- Action item: Your reply should hold the line containing "Need: a marker" and every later line of the records, reproduced exactly, and no other lines.

- Records shown:
☆ ☆ ☆ ☆ ☆
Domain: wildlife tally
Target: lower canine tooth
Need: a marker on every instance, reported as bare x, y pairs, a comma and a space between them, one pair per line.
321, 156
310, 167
☆ ☆ ☆ ☆ ☆
- Result for this task:
Need: a marker on every instance, reported as bare x, y pairs, a comma and a space between them, one pair per line.
321, 156
310, 167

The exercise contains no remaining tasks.